__TASK DETAILS__: From the first line to the last, please write out the data exactly.

(Items from a data source)
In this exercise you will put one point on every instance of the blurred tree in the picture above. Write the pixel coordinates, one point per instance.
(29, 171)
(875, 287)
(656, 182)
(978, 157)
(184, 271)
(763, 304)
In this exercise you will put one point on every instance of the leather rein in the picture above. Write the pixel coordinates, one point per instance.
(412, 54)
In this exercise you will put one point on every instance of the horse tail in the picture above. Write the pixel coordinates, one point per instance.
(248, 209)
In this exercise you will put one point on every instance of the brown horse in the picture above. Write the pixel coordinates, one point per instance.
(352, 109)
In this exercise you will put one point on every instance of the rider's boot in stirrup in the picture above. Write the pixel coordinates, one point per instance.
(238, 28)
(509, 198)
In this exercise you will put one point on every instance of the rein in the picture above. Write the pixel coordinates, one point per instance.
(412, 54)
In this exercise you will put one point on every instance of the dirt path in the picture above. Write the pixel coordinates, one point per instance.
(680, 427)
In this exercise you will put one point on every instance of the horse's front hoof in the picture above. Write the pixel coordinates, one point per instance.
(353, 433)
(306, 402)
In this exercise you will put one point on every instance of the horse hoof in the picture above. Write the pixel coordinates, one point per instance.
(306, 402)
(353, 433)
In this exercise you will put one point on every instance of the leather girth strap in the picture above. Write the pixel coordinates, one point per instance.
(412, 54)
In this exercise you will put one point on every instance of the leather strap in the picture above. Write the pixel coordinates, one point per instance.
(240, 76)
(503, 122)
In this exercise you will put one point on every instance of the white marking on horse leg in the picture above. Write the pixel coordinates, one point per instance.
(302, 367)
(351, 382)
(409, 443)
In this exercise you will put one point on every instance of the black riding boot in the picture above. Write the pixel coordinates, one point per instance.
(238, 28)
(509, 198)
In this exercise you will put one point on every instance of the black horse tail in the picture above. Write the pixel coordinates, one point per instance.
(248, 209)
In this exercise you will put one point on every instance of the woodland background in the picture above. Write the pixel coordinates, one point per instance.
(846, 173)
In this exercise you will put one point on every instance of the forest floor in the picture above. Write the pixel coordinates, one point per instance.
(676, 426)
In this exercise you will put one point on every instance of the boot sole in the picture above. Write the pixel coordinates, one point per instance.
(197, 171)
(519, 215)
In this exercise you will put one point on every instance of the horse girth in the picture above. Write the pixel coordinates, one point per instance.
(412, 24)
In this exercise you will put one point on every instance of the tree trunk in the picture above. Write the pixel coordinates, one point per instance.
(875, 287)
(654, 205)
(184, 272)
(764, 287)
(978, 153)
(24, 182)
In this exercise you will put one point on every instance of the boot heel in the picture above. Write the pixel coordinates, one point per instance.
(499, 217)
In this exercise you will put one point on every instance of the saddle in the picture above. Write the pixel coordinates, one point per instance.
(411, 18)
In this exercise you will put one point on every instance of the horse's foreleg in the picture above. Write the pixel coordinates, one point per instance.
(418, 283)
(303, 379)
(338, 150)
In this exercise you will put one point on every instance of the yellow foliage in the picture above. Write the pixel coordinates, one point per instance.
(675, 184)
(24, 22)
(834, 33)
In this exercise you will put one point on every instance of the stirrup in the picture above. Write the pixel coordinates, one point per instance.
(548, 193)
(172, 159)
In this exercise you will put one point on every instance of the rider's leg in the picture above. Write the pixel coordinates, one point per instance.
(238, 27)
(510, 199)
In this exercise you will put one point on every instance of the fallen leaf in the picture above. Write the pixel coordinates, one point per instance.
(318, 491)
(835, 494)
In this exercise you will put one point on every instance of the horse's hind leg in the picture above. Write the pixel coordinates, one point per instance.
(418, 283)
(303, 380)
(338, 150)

__REPLY__:
In this exercise you will put one point on every instance of the blurred tree in the picture above. Write the pixel coordinates, one point per instance.
(29, 171)
(875, 287)
(656, 182)
(978, 157)
(184, 271)
(763, 304)
In this exercise you will put one point on every instance of the leather rein in the picture above. Write the pixel coordinates, one point per instance.
(412, 54)
In this exercise you will put one point on every instance of the horse tail in the picture above. Write the pixel coordinates, one point per instance.
(248, 209)
In this exercise you will put one point on every instance of the brown horse in the picture above. Write the pixel coordinates, one point per instance.
(352, 109)
In this exercise you will put one point on every instance of the rider's boot in stirrup in the picture above. Write the pixel coordinates, one point per instance.
(238, 28)
(509, 198)
In this exercise you will put one point on every instance of the rein in the picture above. Write the pixel coordinates, one point per instance.
(412, 54)
In this exercise you will put one point on every instance of the dirt path in the picture above. Write the pixel coordinates, one point per instance.
(680, 427)
In this exercise you will put one point on every instance of the horse's front hoof in the picture above. Write the pixel coordinates, one point per instance.
(353, 433)
(306, 402)
In this exercise you will put one point on every instance of the horse hoof in the picture above. Write the pixel coordinates, one point per instance.
(306, 402)
(353, 433)
In this exercise you will put one point on every instance of the leather girth strap in the picture above. Write the pixel coordinates, one point per instance.
(412, 54)
In this exercise you will put one point on every instance of the leather strap in the picture above. Write the pixel coordinates, one point per instance.
(240, 76)
(503, 122)
In this exercise you will put one point on every instance of the white marking on horse leg in the picture above. Write the pixel coordinates, one point per instance.
(302, 367)
(351, 382)
(409, 443)
In this exercise you will put one point on every instance of the black riding boot in the picture above. Write the pixel coordinates, one point per instance.
(238, 28)
(509, 198)
In this exercise you will put one point on every instance of the black horse tail in the picture above. Write the pixel coordinates, one point per instance.
(248, 209)
In this exercise you will put one point on every instance of the woodland background in the picture above. Write the pixel coordinates, one point per instance.
(846, 173)
In this exercise you will put one point on every instance of the forest floor in the picture above. Write the pixel coordinates, one point per instance.
(676, 426)
In this exercise you will put one point on every instance of the boot sole in the picture above. Write the pixel coordinates, one point per instance.
(197, 171)
(519, 215)
In this exercise you will put one point on every instance of the horse girth in the picture above. Write the pixel coordinates, one point per instance.
(412, 24)
In this exercise you will put one point on every instance of the tree trunk in the picture above. Write the pixel coordinates, one point per instance.
(875, 287)
(654, 205)
(184, 272)
(764, 287)
(978, 153)
(24, 182)
In this exercise you will put one point on every instance of the boot heel in the picture above. Write the pixel coordinates, one point per instance.
(499, 217)
In this exercise you will put one point on every instance of the saddle in the picture above. Write the pixel coordinates, one point per instance.
(411, 18)
In this exercise you will put one point on every instance of the horse's foreleg in the picture above. Write the pixel coordinates, one point per instance.
(418, 283)
(303, 379)
(338, 150)
In this exercise you will put one point on every instance of the yellow foliage in the picture above. Write the pixel coordinates, one point per instance.
(675, 184)
(24, 22)
(834, 33)
In this exercise you will put one point on every instance of the stirrup in the picture above. Write the pixel coordinates, one point per instance.
(548, 193)
(172, 159)
In this exercise you will put one point on every instance of the rider's leg in the picture above. Write the pixel coordinates, one point per instance.
(238, 27)
(510, 199)
In this exercise you will put one point on every instance of the fallen leaf in the picture above. Write the pixel coordinates, one point per instance.
(318, 491)
(835, 494)
In this exercise you will put one point on every instance of the horse's hind leg in the picture above. Write the pixel coordinates, one point per instance.
(418, 283)
(303, 380)
(338, 150)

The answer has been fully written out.